What you will do
Leave out the pictures and copy everything else in the records exactly.
── Information given
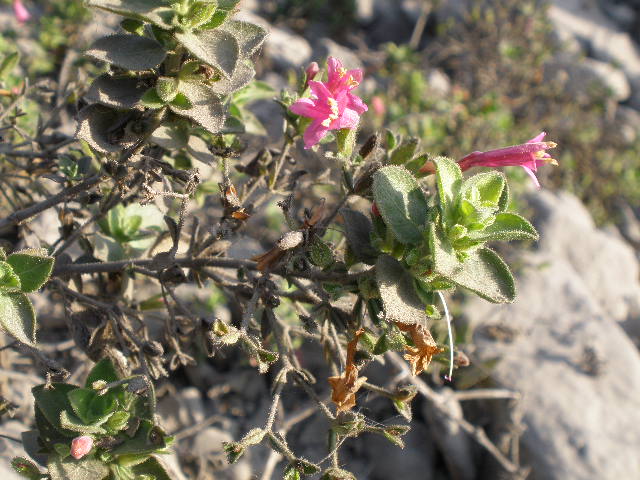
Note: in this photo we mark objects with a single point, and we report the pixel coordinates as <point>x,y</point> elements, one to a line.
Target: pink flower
<point>332,106</point>
<point>529,156</point>
<point>312,70</point>
<point>20,11</point>
<point>80,446</point>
────
Solution to this task
Note: in this photo we mark objects with a single point, and we report the pixel coordinates as <point>x,y</point> elements, one to a line.
Target: pink flower
<point>332,106</point>
<point>529,156</point>
<point>312,70</point>
<point>20,11</point>
<point>80,446</point>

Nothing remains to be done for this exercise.